### TEXT PASSAGE

## BEGIN

When we find the key, we free that node and make the previous node point to the node that comes after the deleted one.
If the target node is the head node, we simply delete the head and assign the next node as the new head.
In our implementation, we will return a boolean value to indicate whether the process succeeded or not.
// we accept a pointer to a pointer to the head node
// and a pointer that holds a reference to the key we
// are loking for
bool RemoveNode(Node** headP, char* key) {
// first we check if the pointers are valid
if (headP == NULL || *headP == NULL) {
printf("could not remove node, the list is empty\n");
return false;
}
// then we dereference to access the actual head
Node* currentNode = *headP;
// we check if the head node is the one we are looking for
if (strcmp(currentNode->key, key) == 0) {
// in case it is, we assign the next node as the new head
*headP = currentNode->next;
// we free the one we want to remove
free(currentNode);
// and return a success
return true;
}
// at this point we know we need to traverse the list
// so we store a reference to the next node
Node* nextNode = currentNode->next;
// and start looping and checking until we reach the end
while (nextNode != NULL) {
// if the next node is the node we are looking for
if (strcmp(nextNode->key, key) == 0) {
// make the previous (currentNode) point to
// the next node of the one we are going to remove
currentNode->next = nextNode->next;
// then we remove the one we found
free(nextNode);
// and return
return true;
}
// if not, we just move one step
// and update the pointers for the next iteration
currentNode = nextNode;
nextNode = nextNode->next;
}
// if we reach this point, that means the key was not in any
// of the stored pointers
printf("node of key %s could not be found\n", key);
return false;
};
Testing node removal
To test if the node removal is working, we will assert for success or failure by using the boolean output of our function.

## END

### DATA PROVIDED
## BEGIN

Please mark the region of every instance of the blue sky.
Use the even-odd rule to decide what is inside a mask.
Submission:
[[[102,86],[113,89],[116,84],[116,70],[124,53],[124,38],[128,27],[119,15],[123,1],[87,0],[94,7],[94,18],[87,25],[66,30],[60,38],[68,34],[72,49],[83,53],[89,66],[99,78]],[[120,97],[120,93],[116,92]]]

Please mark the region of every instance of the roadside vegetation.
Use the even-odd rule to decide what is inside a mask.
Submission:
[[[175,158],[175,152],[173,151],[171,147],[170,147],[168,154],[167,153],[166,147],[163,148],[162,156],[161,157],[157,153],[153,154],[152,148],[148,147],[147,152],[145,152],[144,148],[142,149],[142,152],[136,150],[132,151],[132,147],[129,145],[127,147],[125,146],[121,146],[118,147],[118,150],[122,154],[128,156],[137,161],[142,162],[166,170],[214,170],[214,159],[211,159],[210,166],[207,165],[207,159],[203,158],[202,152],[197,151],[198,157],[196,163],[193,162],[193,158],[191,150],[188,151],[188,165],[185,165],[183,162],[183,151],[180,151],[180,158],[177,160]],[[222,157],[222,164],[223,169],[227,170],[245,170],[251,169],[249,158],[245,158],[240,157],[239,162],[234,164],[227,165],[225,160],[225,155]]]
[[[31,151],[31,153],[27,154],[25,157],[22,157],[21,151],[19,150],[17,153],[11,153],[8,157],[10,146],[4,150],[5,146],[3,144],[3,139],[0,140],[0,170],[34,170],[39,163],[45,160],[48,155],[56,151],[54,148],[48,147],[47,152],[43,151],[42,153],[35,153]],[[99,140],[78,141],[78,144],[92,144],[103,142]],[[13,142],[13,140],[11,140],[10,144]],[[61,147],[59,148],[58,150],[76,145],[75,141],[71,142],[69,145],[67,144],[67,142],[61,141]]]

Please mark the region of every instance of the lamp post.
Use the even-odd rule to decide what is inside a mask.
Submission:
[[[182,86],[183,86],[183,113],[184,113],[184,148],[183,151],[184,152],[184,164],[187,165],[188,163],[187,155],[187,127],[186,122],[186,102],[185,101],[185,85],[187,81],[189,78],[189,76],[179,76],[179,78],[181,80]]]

## END

### TASKS FOR THIS EXERCISE
- a) Answer these questions using the node removal text:
(i) What type of value does the removal function return to report whether it succeeded?
(ii) What message is printed when the list is empty?
(iii) When the target node is the head node, which node becomes the new head?
- b) From the node removal text, return the part that opens with the words containing "If the target" and closes with "succeeded or not.".
- c) Name every distinct library function called inside the code of the node removal text.

### RESULTS
- a)
(i) A boolean value.
(ii) "could not remove node, the list is empty"
(iii) The next node.

- b)
If the target node is the head node, we simply delete the head and assign the next node as the new head.
In our implementation, we will return a boolean value to indicate whether the process succeeded or not.

- c) printf, strcmp, free